> [MATERIAL FOR THIS TASK]:
------

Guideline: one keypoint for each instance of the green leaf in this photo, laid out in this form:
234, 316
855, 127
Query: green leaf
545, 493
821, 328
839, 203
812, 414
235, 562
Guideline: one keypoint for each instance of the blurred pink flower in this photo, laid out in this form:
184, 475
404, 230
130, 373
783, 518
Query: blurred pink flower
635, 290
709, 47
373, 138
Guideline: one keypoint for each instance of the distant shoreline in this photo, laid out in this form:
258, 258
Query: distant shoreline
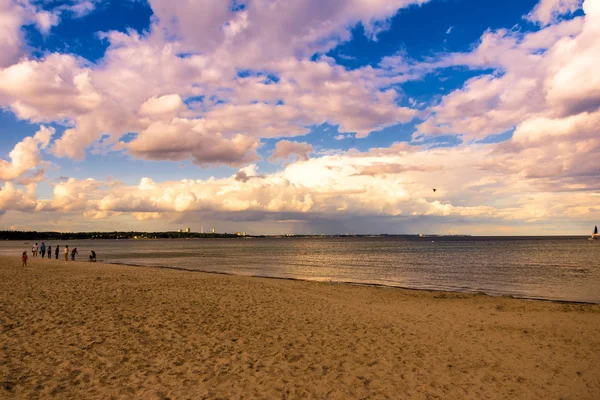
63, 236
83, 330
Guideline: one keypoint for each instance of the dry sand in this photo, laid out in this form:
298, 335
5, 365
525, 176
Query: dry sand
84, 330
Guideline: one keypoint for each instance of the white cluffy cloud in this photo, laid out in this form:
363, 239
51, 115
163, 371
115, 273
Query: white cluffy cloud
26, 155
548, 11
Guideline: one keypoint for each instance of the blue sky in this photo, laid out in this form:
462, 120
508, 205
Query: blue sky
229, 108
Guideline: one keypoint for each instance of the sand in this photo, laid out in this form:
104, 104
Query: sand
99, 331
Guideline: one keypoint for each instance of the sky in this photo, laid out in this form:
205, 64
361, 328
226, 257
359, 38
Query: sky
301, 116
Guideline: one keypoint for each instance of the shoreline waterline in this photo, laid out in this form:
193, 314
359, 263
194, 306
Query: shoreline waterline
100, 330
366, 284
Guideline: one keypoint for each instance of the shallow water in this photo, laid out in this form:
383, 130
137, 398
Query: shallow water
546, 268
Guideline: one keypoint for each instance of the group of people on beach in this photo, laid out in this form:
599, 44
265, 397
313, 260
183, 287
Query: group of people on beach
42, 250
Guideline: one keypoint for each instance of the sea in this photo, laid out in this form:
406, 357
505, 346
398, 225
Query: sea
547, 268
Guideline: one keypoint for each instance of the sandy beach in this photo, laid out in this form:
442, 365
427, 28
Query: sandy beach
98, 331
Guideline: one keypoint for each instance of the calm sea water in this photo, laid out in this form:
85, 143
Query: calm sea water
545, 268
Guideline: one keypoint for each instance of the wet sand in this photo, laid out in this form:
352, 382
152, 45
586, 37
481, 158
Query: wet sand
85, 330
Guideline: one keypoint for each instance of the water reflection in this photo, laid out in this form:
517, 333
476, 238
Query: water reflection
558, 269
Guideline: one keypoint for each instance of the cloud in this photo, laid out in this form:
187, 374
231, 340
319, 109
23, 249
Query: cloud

------

> [WHAT TO DO]:
Reproduce all of the records above verbatim, leaving out the picture.

> [WRITTEN ANSWER]:
Guideline: one keypoint for each instance of the green leaf in this photo, laid out in this form:
234, 316
855, 127
Query: green leaf
545, 493
821, 328
839, 203
812, 414
235, 562
Guideline: one keypoint for each instance of the blurred pink flower in this photo, laid out in this form:
184, 475
404, 230
130, 373
783, 518
Query: blurred pink flower
635, 290
709, 47
373, 138
Guideline: one keypoint for each instance of the distant shoreline in this photo, laid out in this form:
258, 258
Query: distant shoreline
63, 236
83, 330
Guideline: one keypoint for each instance of the dry sand in this photo, laid out in this form:
298, 335
5, 365
525, 176
Query: dry sand
84, 330
Guideline: one keypoint for each instance of the white cluffy cloud in this photo, laid out in this form:
363, 239
51, 115
163, 371
115, 273
Query: white cluffy cloud
26, 155
548, 11
Guideline: one keypoint for each instance of the blue sky in this photo, laid out in this form:
462, 120
508, 205
Query: blue sky
229, 108
Guideline: one keypoint for each instance of the sand in this photo, laid out in this form:
104, 104
Query: sand
99, 331
Guideline: one keypoint for each instance of the sky in this photo, laid out in this form:
205, 64
361, 328
226, 257
359, 38
Query: sky
301, 116
Guideline: one keypoint for each instance of the shoreline waterline in this photo, laid out in this form:
193, 314
359, 263
194, 306
Query: shoreline waterline
100, 330
366, 284
Guideline: one keypoint for each instance of the shallow water in this photo, laid out in this form:
383, 130
137, 398
Query: shallow water
546, 268
Guideline: one keypoint for each instance of the group of people on beach in this photo, laid out in this form:
599, 44
265, 397
313, 260
183, 287
Query: group of people on beach
42, 250
Guideline: one keypoint for each instance of the sea in this photo, laid out in this form:
406, 357
505, 346
398, 225
Query: sea
547, 268
Guideline: one keypoint for each instance of the sandy beach in this photo, laid out in this form:
442, 365
427, 28
Query: sandy beach
98, 331
Guideline: one keypoint for each instance of the calm sea water in this photo, laid out in this form:
85, 143
Query: calm sea water
545, 268
Guideline: one keypoint for each instance of the wet sand in this photo, laid out in this form:
352, 382
152, 45
586, 37
481, 158
Query: wet sand
85, 330
Guideline: one keypoint for each instance of the water reflection in this photo, laid out in this form:
517, 333
476, 238
Query: water reflection
558, 269
Guideline: one keypoint for each instance of the cloud in this photo, laid out in this form:
187, 374
231, 340
319, 109
23, 249
Query: cloud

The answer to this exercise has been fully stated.